* [EXERCISE PROMPT]: Copy out, word for word, the rows from the very first one through the line that contains "[[[63,88],[41,63],[0,78],[0,219],[103,217],[74,123],[29,105]]]", with that line included. Leave the pictures out of your answer.
-- start DATA PROVIDED --
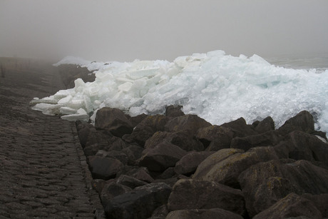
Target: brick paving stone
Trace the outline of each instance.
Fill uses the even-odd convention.
[[[64,88],[40,61],[1,78],[0,219],[104,218],[74,123],[29,106]]]

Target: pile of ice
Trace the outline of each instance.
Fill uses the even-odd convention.
[[[328,70],[284,68],[261,57],[226,56],[222,51],[167,61],[98,63],[67,57],[96,70],[94,82],[75,81],[75,87],[41,99],[33,108],[67,120],[94,120],[97,109],[118,108],[131,116],[163,113],[182,105],[212,124],[272,117],[279,127],[302,110],[314,116],[316,128],[328,131]],[[91,116],[93,114],[93,116]],[[90,118],[91,117],[91,118]]]

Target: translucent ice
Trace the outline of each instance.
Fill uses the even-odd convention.
[[[270,116],[277,127],[307,110],[315,116],[317,129],[328,131],[328,70],[284,68],[257,55],[235,57],[222,51],[180,56],[173,62],[97,63],[66,57],[56,65],[68,63],[96,70],[95,81],[78,78],[73,89],[32,101],[37,103],[34,109],[61,111],[68,114],[63,118],[73,120],[86,119],[104,106],[136,116],[161,113],[166,106],[179,104],[185,113],[212,124],[240,117],[251,123]],[[80,108],[86,113],[77,113]]]

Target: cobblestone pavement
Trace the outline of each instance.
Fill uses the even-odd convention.
[[[63,88],[41,63],[0,78],[0,219],[103,217],[74,123],[29,105]]]

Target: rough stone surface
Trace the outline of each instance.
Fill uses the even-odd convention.
[[[116,177],[123,164],[118,159],[101,156],[89,156],[89,166],[94,178],[109,180]]]
[[[61,77],[56,68],[30,61],[29,68],[7,67],[0,80],[0,218],[100,218],[75,123],[29,106],[65,88]]]
[[[175,164],[177,173],[188,175],[195,173],[198,165],[214,151],[192,151],[184,156]]]
[[[230,148],[247,151],[254,147],[273,146],[282,140],[282,136],[277,131],[269,131],[258,135],[236,137],[232,140]]]
[[[148,218],[168,201],[171,188],[165,183],[150,183],[114,197],[105,208],[111,218]]]
[[[197,115],[185,115],[170,120],[165,125],[165,130],[170,132],[188,131],[193,136],[199,128],[210,126],[211,124],[209,122]]]
[[[238,180],[250,216],[267,209],[289,193],[328,193],[328,170],[307,161],[259,163],[242,172]]]
[[[107,130],[118,137],[130,134],[133,131],[132,123],[122,111],[109,107],[103,107],[97,111],[95,128]]]
[[[295,116],[286,121],[278,131],[282,135],[286,135],[294,131],[312,132],[314,131],[314,121],[312,115],[308,111],[302,111]]]
[[[242,219],[240,215],[221,208],[212,209],[189,209],[171,211],[166,219]]]
[[[221,126],[230,128],[235,133],[234,137],[245,137],[247,136],[257,134],[257,133],[253,130],[251,125],[246,124],[246,121],[242,117],[235,121],[223,123]]]
[[[275,130],[275,121],[271,116],[268,116],[262,121],[255,122],[252,124],[255,128],[254,130],[259,133]]]
[[[241,190],[213,182],[181,179],[173,186],[168,203],[170,211],[184,209],[222,208],[245,215]]]
[[[163,142],[154,148],[145,149],[143,153],[139,160],[139,165],[145,166],[151,171],[159,172],[175,166],[187,152],[172,143]]]
[[[312,202],[294,193],[290,193],[275,205],[255,215],[254,219],[280,219],[305,216],[322,218],[320,211]]]
[[[210,160],[210,157],[207,159]],[[206,170],[197,170],[193,178],[214,180],[240,188],[238,176],[242,171],[259,162],[277,159],[279,158],[272,147],[252,148],[245,153],[233,154],[215,163],[211,168],[207,166]],[[203,161],[205,163],[207,162],[206,160]],[[202,173],[200,174],[200,172]]]
[[[207,151],[218,151],[218,149],[227,148],[230,146],[234,133],[229,128],[224,126],[210,126],[200,128],[196,134],[205,148],[207,148],[212,141],[210,148]],[[215,146],[215,149],[214,149]]]

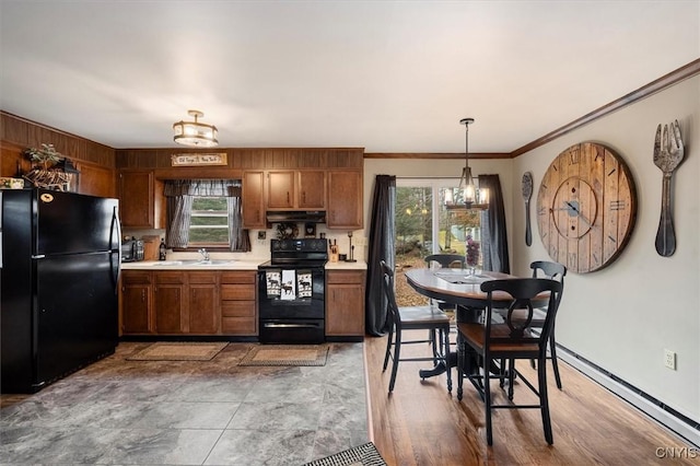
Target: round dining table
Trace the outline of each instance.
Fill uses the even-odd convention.
[[[480,271],[469,275],[466,269],[455,268],[417,268],[405,272],[406,281],[418,293],[433,300],[448,304],[455,304],[455,318],[457,322],[478,322],[482,311],[487,306],[488,295],[481,291],[481,283],[489,280],[517,278],[515,276],[494,271]],[[493,292],[493,305],[499,302],[508,307],[512,298],[508,293]],[[547,295],[542,296],[542,303],[547,302]],[[447,358],[448,366],[457,365],[457,353],[451,352]],[[439,361],[432,369],[421,369],[421,378],[440,375],[446,371],[446,366]]]

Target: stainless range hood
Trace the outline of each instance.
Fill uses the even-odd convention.
[[[326,223],[325,210],[268,210],[268,223]]]

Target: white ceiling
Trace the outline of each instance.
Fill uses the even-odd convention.
[[[113,148],[511,152],[700,57],[700,0],[0,5],[0,107]]]

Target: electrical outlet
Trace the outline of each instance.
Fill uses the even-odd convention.
[[[664,365],[668,369],[676,370],[676,352],[672,350],[664,350]]]

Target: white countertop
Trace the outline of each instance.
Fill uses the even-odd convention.
[[[221,263],[214,259],[211,265],[197,265],[197,260],[142,260],[139,263],[121,263],[122,270],[257,270],[267,259],[232,259]],[[357,263],[326,263],[326,270],[366,270],[364,260]]]
[[[366,270],[368,263],[364,260],[358,260],[357,263],[346,263],[339,260],[337,263],[327,261],[326,270]]]

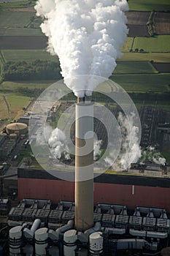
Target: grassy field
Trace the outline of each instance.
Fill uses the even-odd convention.
[[[111,79],[128,92],[152,91],[162,93],[169,91],[170,74],[115,75]]]
[[[1,7],[1,5],[0,5]],[[35,12],[0,9],[0,34],[4,36],[42,35],[41,20]]]
[[[156,73],[156,69],[150,61],[117,61],[114,74],[150,74]]]
[[[125,43],[121,47],[121,51],[123,53],[128,53],[131,48],[133,37],[126,37]]]
[[[170,53],[125,53],[121,61],[154,61],[155,62],[169,62]]]
[[[28,7],[34,6],[35,1],[13,1],[0,4],[0,9],[8,9],[8,8],[26,8]]]
[[[33,61],[34,59],[49,59],[55,61],[45,50],[3,50],[1,53],[6,61]],[[117,61],[152,61],[156,62],[169,62],[170,53],[124,53]]]
[[[141,11],[167,11],[169,10],[169,0],[129,0],[130,10]]]
[[[23,113],[23,108],[26,108],[30,102],[29,97],[17,94],[0,94],[0,118],[2,120],[9,118],[9,113],[3,95],[9,105],[12,119],[18,119]]]
[[[54,81],[22,81],[22,82],[3,82],[0,85],[0,92],[14,92],[18,91],[18,88],[26,88],[28,87],[31,89],[45,89],[47,87],[50,86],[53,83]]]
[[[0,34],[3,36],[42,36],[40,29],[29,28],[1,28]]]
[[[34,16],[34,13],[28,12],[13,12],[0,10],[0,27],[7,28],[23,28]]]
[[[3,50],[1,53],[6,61],[32,61],[36,59],[58,61],[58,57],[52,56],[46,50]]]
[[[3,95],[0,94],[0,118],[3,120],[8,118],[8,117],[7,105],[4,100]]]
[[[23,108],[26,108],[30,102],[29,97],[20,95],[7,95],[12,118],[18,119],[23,113]]]
[[[136,37],[133,50],[136,48],[143,49],[147,52],[170,52],[170,35],[157,36],[155,37]]]

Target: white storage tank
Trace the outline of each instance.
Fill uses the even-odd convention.
[[[63,255],[64,256],[74,256],[77,248],[77,230],[71,230],[63,234]]]
[[[22,226],[14,227],[9,230],[9,254],[10,256],[20,255],[23,244]]]
[[[90,234],[90,255],[100,255],[103,253],[104,238],[101,232],[95,232]]]
[[[35,232],[35,255],[44,256],[46,255],[45,248],[47,247],[48,229],[42,227]]]

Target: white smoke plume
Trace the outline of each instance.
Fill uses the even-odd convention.
[[[100,156],[101,151],[101,146],[102,140],[94,140],[93,143],[93,160],[96,161],[98,159],[98,157]]]
[[[126,0],[39,0],[35,9],[44,18],[47,50],[59,57],[66,86],[76,96],[90,95],[98,82],[90,75],[107,80],[121,57],[128,34]],[[76,77],[81,75],[90,75],[86,80]]]
[[[166,162],[166,159],[162,157],[161,153],[158,152],[153,146],[149,146],[146,150],[142,150],[140,161],[141,163],[150,161],[162,165],[164,165]]]
[[[60,129],[56,128],[52,131],[48,145],[55,158],[61,159],[63,154],[65,159],[70,159],[69,148],[65,141],[66,135]]]
[[[112,164],[112,156],[115,155],[114,148],[109,156],[105,158],[105,162],[112,165],[115,170],[128,169],[131,163],[136,162],[141,157],[139,146],[139,128],[135,126],[135,115],[131,113],[128,119],[120,112],[117,117],[122,135],[121,148],[118,157]]]

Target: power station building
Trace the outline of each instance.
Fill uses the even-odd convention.
[[[74,200],[74,182],[61,180],[34,164],[18,167],[18,200],[37,198]],[[58,170],[59,172],[59,170]],[[169,178],[103,173],[94,178],[94,206],[98,203],[165,208],[170,213]]]

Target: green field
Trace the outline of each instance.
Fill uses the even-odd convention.
[[[53,83],[53,81],[22,81],[22,82],[3,82],[0,84],[0,92],[11,92],[16,93],[19,88],[29,88],[34,90],[36,89],[45,89],[47,87],[50,86]]]
[[[24,26],[31,21],[30,19],[34,16],[31,12],[14,12],[0,10],[0,27],[8,28],[23,28]]]
[[[18,118],[23,113],[23,108],[26,108],[30,102],[30,97],[17,94],[4,94],[7,100],[11,113],[11,118]],[[2,120],[9,118],[7,105],[0,94],[0,118]]]
[[[130,10],[140,11],[169,11],[169,0],[129,0],[128,1]]]
[[[170,53],[125,53],[121,61],[154,61],[155,62],[169,62]]]
[[[115,75],[110,78],[128,92],[162,93],[170,90],[170,73]]]
[[[147,52],[169,53],[170,35],[154,37],[135,37],[133,50],[143,49]]]
[[[26,8],[28,7],[34,6],[35,1],[13,1],[0,4],[0,9],[8,9],[8,8]]]
[[[157,73],[150,61],[117,61],[114,74],[150,74]]]
[[[0,5],[1,7],[1,5]],[[0,34],[4,36],[39,36],[41,19],[34,12],[0,9]]]
[[[121,51],[123,53],[128,53],[130,51],[131,49],[133,40],[133,37],[126,37],[125,44],[121,47]]]
[[[57,61],[57,56],[52,56],[46,50],[3,50],[6,61],[32,61],[36,59]]]

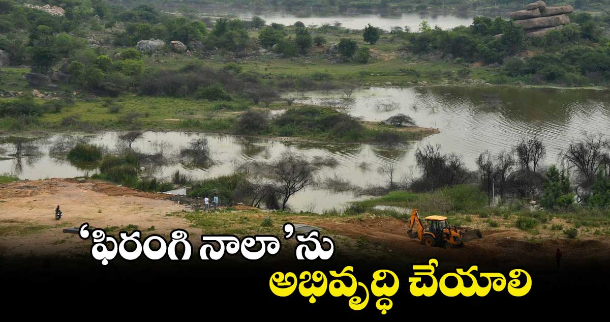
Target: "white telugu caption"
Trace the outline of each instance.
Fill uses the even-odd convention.
[[[296,234],[295,226],[290,223],[284,224],[284,239],[296,236],[298,245],[295,249],[295,257],[298,260],[326,260],[332,257],[335,245],[332,238],[328,236],[320,237],[320,232],[312,230],[306,234]],[[79,236],[84,240],[91,238],[91,254],[96,260],[107,265],[120,256],[127,260],[134,260],[141,257],[151,260],[159,260],[164,257],[171,260],[188,260],[193,255],[193,245],[188,240],[188,232],[183,229],[174,229],[170,234],[168,243],[160,235],[149,235],[143,241],[142,233],[135,230],[128,233],[119,232],[120,240],[114,236],[107,235],[106,231],[100,228],[92,229],[88,223],[81,225]],[[265,255],[274,256],[279,252],[282,245],[279,238],[273,235],[245,236],[241,239],[234,235],[202,235],[199,256],[202,260],[220,260],[226,254],[237,254],[246,259],[257,260]],[[151,246],[151,244],[158,247]],[[127,245],[134,246],[128,249]],[[178,245],[184,247],[184,252],[177,251]],[[179,254],[182,252],[181,256]]]

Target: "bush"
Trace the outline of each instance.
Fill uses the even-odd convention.
[[[199,99],[208,101],[231,101],[231,95],[225,91],[220,84],[216,84],[205,87],[200,87],[195,93],[195,97]]]
[[[371,58],[371,51],[367,47],[362,47],[358,49],[356,54],[356,59],[360,63],[367,63]]]
[[[539,222],[536,218],[526,216],[519,216],[515,221],[515,226],[522,230],[527,231],[535,228]]]
[[[571,238],[575,238],[578,235],[578,229],[576,228],[568,228],[564,230],[564,234]]]
[[[265,134],[268,130],[269,121],[265,114],[260,112],[248,111],[239,116],[234,131],[237,134],[252,135]]]
[[[73,162],[93,162],[102,159],[103,149],[95,145],[77,143],[68,152],[68,159]]]

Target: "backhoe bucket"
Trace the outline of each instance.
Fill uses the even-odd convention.
[[[481,231],[479,229],[470,229],[462,235],[462,242],[468,242],[479,238],[483,238],[483,235],[481,234]]]

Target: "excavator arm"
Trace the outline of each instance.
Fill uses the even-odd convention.
[[[409,221],[409,230],[407,231],[407,234],[411,234],[413,233],[413,226],[415,224],[417,225],[417,238],[420,240],[422,240],[422,235],[423,234],[423,224],[422,223],[422,220],[419,217],[419,213],[417,212],[417,209],[414,209],[413,211],[411,212],[411,219]]]

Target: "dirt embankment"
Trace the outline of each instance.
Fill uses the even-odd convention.
[[[0,185],[0,254],[84,254],[88,251],[90,241],[63,234],[62,228],[77,227],[85,222],[95,227],[109,227],[112,231],[109,233],[115,235],[121,226],[128,226],[128,230],[131,231],[137,225],[145,234],[166,236],[171,230],[182,228],[189,232],[192,243],[198,247],[201,242],[197,237],[202,233],[201,230],[192,227],[192,223],[184,216],[167,215],[187,210],[184,204],[170,200],[170,198],[98,181],[53,179]],[[53,216],[58,204],[64,213],[59,221]],[[338,245],[338,248],[346,249],[359,243],[370,243],[378,245],[378,248],[391,254],[393,258],[396,256],[425,262],[436,257],[441,262],[479,265],[489,269],[534,265],[551,270],[555,267],[555,251],[559,248],[565,267],[610,260],[610,242],[603,236],[583,235],[577,239],[567,239],[541,235],[533,239],[531,235],[508,226],[484,229],[483,238],[468,241],[463,248],[447,250],[427,247],[409,238],[406,235],[407,223],[404,221],[374,215],[286,215],[263,213],[251,207],[243,207],[223,213],[222,216],[214,217],[210,224],[214,223],[217,226],[215,226],[216,231],[224,231],[226,225],[232,221],[232,229],[246,231],[260,228],[260,223],[254,223],[252,219],[267,216],[272,216],[273,221],[277,223],[311,224],[325,231],[323,235],[345,236],[351,241],[345,245]],[[240,220],[245,218],[250,220]],[[281,234],[281,232],[277,232]],[[356,248],[357,250],[359,248]]]
[[[0,253],[65,254],[86,249],[90,241],[62,232],[63,227],[83,223],[101,228],[137,225],[151,234],[189,228],[184,218],[165,216],[184,209],[166,200],[168,196],[98,181],[52,179],[0,185]],[[59,221],[54,216],[57,205],[63,213]]]

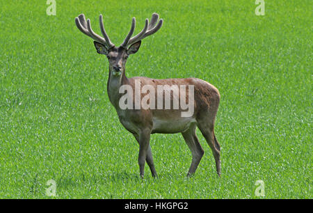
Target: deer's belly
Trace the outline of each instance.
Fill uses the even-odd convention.
[[[179,118],[173,120],[162,120],[154,118],[152,133],[178,133],[185,132],[195,122],[195,119],[193,118]]]

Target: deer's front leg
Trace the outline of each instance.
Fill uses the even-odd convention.
[[[147,158],[147,154],[149,148],[149,143],[150,141],[150,129],[144,129],[141,131],[139,134],[139,156],[138,157],[138,163],[141,171],[141,177],[143,178],[145,174],[145,164]]]

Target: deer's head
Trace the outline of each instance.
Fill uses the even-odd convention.
[[[148,19],[145,19],[143,29],[136,36],[131,37],[135,30],[136,19],[133,17],[131,27],[129,33],[126,36],[124,42],[117,47],[113,44],[106,34],[103,25],[102,15],[100,15],[100,29],[103,37],[96,34],[92,29],[90,20],[86,20],[83,14],[79,15],[75,18],[75,22],[78,29],[85,35],[88,36],[94,40],[95,47],[97,52],[99,54],[106,55],[109,60],[109,70],[114,76],[119,76],[125,69],[125,64],[128,56],[137,52],[141,47],[141,40],[147,36],[156,33],[162,26],[163,19],[158,22],[159,15],[152,14],[150,22]],[[157,24],[156,24],[157,23]]]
-- end DATA PROVIDED --
* [WRITTEN SOLUTION]:
Target: brick paving stone
Trace the outline of each instance.
Fill uses the even-odd convention.
[[[64,88],[40,61],[1,78],[0,219],[104,218],[74,123],[29,106]]]

Target: pile of ice
Trace the outline of each instance.
Fill uses the even-odd convention.
[[[328,70],[284,68],[261,57],[226,56],[222,51],[167,61],[98,63],[67,57],[96,70],[94,82],[75,81],[75,87],[41,99],[33,108],[67,120],[94,120],[97,109],[118,108],[131,116],[163,113],[182,105],[212,124],[272,117],[279,127],[302,110],[314,116],[316,128],[328,131]],[[91,116],[93,114],[93,116]],[[90,118],[91,117],[91,118]]]

Target: translucent ice
Trace the outline of each instance.
Fill uses the even-odd convention.
[[[270,116],[277,127],[307,110],[315,116],[317,129],[328,131],[328,70],[284,68],[257,55],[235,57],[222,51],[180,56],[173,62],[97,63],[66,57],[56,65],[68,63],[96,70],[95,81],[78,78],[73,89],[32,101],[37,103],[34,109],[61,111],[68,114],[63,118],[73,120],[86,119],[104,106],[136,116],[161,113],[166,106],[179,104],[185,113],[212,124],[240,117],[251,123]],[[80,108],[86,113],[77,113]]]

Target: cobblestone pavement
Trace the outline of each instance.
Fill uses the even-odd convention.
[[[63,88],[41,63],[0,78],[0,219],[103,217],[74,123],[29,105]]]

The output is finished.